— begin —
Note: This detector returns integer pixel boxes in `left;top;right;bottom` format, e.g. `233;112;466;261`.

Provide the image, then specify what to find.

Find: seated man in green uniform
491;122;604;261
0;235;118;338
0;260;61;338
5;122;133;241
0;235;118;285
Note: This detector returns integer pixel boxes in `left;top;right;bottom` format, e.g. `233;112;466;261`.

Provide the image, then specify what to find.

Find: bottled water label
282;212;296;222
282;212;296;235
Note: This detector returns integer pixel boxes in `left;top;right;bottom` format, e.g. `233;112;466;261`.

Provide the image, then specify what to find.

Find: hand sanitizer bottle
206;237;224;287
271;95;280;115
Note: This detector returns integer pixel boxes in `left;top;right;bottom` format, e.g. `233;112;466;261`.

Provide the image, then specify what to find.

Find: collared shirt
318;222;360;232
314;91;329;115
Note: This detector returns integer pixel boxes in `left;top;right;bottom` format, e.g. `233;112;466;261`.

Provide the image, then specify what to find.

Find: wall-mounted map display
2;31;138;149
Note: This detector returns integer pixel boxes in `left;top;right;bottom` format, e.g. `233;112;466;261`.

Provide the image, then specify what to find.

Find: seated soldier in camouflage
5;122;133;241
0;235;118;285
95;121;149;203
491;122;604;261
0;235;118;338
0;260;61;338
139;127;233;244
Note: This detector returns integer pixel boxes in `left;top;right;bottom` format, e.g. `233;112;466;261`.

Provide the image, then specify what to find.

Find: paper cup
— end —
> Requirement: Lay out all lines of the items above as a Markdown table with the columns Row and Line, numbering the rows in order and omitting blank lines.

> Exercise solution:
| Row | Line |
|---|---|
| 1 | Note: This detector returns integer pixel boxes in `left;top;right;bottom` format, e.g. `233;112;466;261`. |
| 2 | Provide the image, then specify what to find. |
| 3 | Find: seated man in green uniform |
| 4 | 491;122;604;261 |
| 5 | 0;235;118;338 |
| 6 | 0;260;61;338 |
| 7 | 5;122;133;241 |
| 8 | 0;235;118;285 |
| 9 | Note: This detector returns integer pixel boxes in `left;top;right;bottom` format, e.g. `233;112;466;261`. |
| 10 | Provide the image, then specify what to find. |
| 11 | Find: bottled water label |
| 12 | 282;212;296;222 |
| 13 | 282;212;296;235 |
| 14 | Note: This detector returns integer pixel boxes in `left;top;right;bottom` format, e.g. `233;112;466;261`. |
| 15 | Provide the image, then specify what to find. |
| 16 | Find: hand sanitizer bottle |
| 17 | 206;237;224;287 |
| 18 | 271;95;280;115 |
| 19 | Note: This detector returns integer pixel boxes in `left;top;right;bottom` format, e.g. `233;112;466;261`. |
| 20 | Provide the image, then specify what to find. |
| 21 | Find: collared shirt |
| 22 | 318;222;360;232 |
| 23 | 314;91;329;115 |
| 24 | Note: This detector returns integer pixel boxes in `left;top;right;bottom` format, e.g. `233;112;466;261`. |
| 25 | Provide the image, then specify what to find. |
| 26 | Find: wall-mounted map display |
| 27 | 2;31;138;149 |
| 28 | Note: This detector returns integer pixel boxes in `left;top;right;bottom` format, e.g. `233;112;466;261`. |
| 29 | Provide the image, then specify what to find. |
| 30 | Find: seated soldier in camouflage |
| 31 | 5;122;133;241 |
| 32 | 0;235;118;285 |
| 33 | 95;121;149;203 |
| 34 | 491;122;604;261 |
| 35 | 0;235;118;338 |
| 36 | 0;260;61;338 |
| 37 | 139;127;233;244 |
| 38 | Note: This detector returns integer pixel boxes in `left;top;right;bottom` format, e.g. `233;112;466;261`. |
| 39 | Provide the image, then specify what to find. |
| 40 | Find: paper cup |